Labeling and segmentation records

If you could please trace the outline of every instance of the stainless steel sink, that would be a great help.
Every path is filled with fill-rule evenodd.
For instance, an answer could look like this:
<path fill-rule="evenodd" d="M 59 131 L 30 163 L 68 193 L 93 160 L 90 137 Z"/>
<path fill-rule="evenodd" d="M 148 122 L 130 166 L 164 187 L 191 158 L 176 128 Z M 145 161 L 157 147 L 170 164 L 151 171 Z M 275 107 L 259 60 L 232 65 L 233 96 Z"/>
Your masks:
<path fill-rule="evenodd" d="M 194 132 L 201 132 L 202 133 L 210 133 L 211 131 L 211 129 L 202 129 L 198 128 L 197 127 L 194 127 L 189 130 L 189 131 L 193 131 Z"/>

◆ THE TASK ◆
Repeat the entries exactly, all of them.

◆ SOLVED PROBLEM ◆
If you could please trace the outline of every instance of the stainless steel sink, that would be a great help.
Every path is filled with fill-rule evenodd.
For instance, an answer could look like this:
<path fill-rule="evenodd" d="M 59 131 L 30 163 L 68 193 L 93 160 L 90 137 Z"/>
<path fill-rule="evenodd" d="M 148 122 L 130 166 L 164 187 L 191 158 L 176 128 Z M 145 161 L 157 147 L 170 164 L 151 171 Z M 275 107 L 259 60 L 232 65 L 233 96 Z"/>
Your masks:
<path fill-rule="evenodd" d="M 194 132 L 201 132 L 202 133 L 210 133 L 211 131 L 211 129 L 202 129 L 198 128 L 197 127 L 194 127 L 189 130 L 189 131 L 193 131 Z"/>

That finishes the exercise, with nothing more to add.